# PROVIDED RECORDS start

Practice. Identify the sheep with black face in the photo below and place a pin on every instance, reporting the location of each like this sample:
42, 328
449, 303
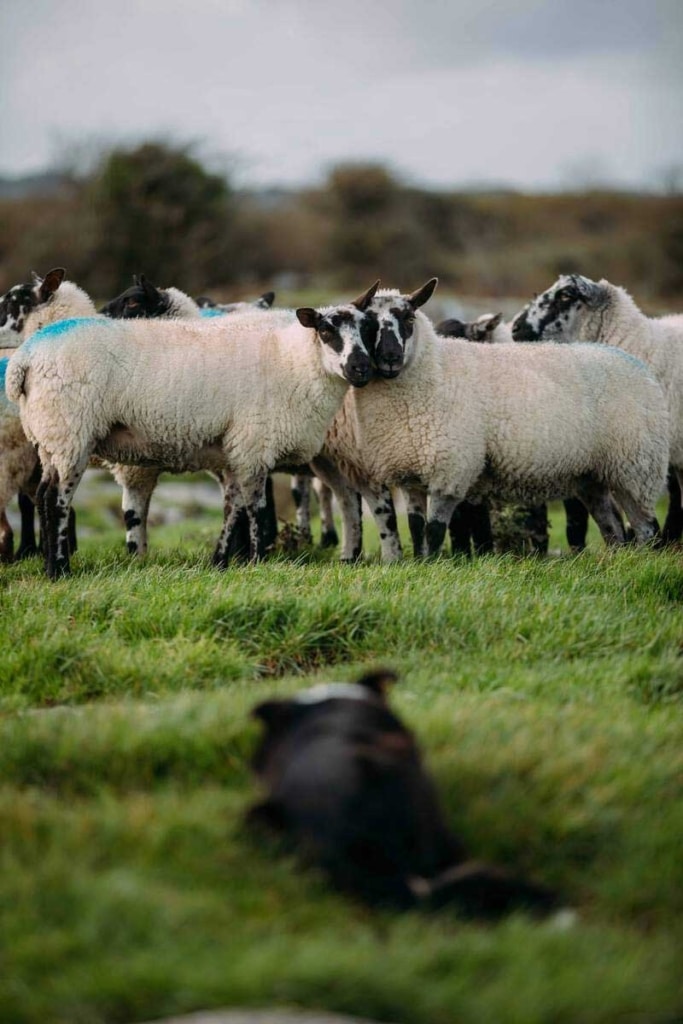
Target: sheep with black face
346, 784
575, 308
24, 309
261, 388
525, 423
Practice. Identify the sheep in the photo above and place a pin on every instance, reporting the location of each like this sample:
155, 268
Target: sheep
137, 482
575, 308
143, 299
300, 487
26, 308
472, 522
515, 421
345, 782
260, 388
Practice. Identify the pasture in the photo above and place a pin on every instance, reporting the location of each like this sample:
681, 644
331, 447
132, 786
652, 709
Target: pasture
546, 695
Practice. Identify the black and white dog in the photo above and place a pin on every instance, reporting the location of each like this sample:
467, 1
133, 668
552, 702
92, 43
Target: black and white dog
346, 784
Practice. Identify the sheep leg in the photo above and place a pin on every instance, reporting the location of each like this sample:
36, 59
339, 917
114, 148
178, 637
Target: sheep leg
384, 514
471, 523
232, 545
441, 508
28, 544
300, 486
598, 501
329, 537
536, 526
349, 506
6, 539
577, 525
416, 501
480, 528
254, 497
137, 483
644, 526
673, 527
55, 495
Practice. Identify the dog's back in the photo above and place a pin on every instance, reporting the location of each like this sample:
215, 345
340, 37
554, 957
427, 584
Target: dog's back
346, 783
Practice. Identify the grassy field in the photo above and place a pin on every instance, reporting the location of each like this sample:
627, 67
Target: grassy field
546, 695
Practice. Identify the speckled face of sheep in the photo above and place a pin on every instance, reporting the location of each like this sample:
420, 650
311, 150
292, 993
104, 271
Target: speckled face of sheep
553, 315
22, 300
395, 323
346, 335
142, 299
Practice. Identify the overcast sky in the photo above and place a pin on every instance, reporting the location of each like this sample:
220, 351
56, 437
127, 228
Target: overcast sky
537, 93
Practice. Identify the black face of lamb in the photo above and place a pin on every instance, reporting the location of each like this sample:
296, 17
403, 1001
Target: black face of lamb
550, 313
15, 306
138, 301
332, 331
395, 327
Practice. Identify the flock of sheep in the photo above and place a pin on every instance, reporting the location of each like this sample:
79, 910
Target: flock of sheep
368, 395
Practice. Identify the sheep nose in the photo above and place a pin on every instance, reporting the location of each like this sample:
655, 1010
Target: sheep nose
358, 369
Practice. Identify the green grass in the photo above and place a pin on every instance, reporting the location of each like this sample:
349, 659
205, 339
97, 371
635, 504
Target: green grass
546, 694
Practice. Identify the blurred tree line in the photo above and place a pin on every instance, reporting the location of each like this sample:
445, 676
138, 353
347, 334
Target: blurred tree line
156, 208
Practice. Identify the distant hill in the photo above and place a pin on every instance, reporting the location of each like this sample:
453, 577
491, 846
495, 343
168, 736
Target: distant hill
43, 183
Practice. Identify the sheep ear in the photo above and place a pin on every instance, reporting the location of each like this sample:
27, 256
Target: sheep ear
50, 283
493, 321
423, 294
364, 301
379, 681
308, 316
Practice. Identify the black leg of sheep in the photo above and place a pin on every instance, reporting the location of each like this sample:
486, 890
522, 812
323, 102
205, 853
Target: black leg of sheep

# PROVIDED RECORDS end

WHAT TO WORK ON
Rewrite every line from the one containing "Practice. Identify the flock" through the end of the rows, requests included, with each answer coordinate multiplied by 0.35 and rounded to a whole number, halves rounded up. Keep the requests and their sample coordinates unchanged.

COMPLETE ANSWER
Practice. Identify the flock of sheep in the photo above and place a pin on every instance, reporting the location of each like this sample:
79, 910
Target: flock of sheep
129, 138
Practice. Identify the sheep nose in the photo above and place a pin on every instance, reporting the location of each like this sample:
655, 1010
Target: sheep nose
125, 129
Practice. Identify the green grass in the photo above and place a pin on every instance, reporting the location of each like this sample:
349, 659
205, 339
97, 371
635, 504
Target: green grass
191, 243
Practice. Identify the blurred tree line in the photo above and place a pin on every instance, reporting the location of each like this sample:
445, 676
138, 353
347, 334
Target: blurred tree line
55, 73
Practice. Identify the distant hill in the photo above and place a pin on every instance, reporting the location of each like this sample:
453, 577
491, 846
495, 343
168, 736
Target: distant hill
15, 64
Practice. Identify the sheep ear in the photo above and place a pin on every instance, reporting the location of each like this sample:
27, 256
Target: sheep ear
18, 99
173, 112
148, 103
127, 105
133, 238
108, 111
Practice. Identify the black leg of sheep in the photo above and place a pin on every instance, reporting the location of each like this sample:
486, 890
522, 812
323, 102
205, 853
Target: black leg of sheep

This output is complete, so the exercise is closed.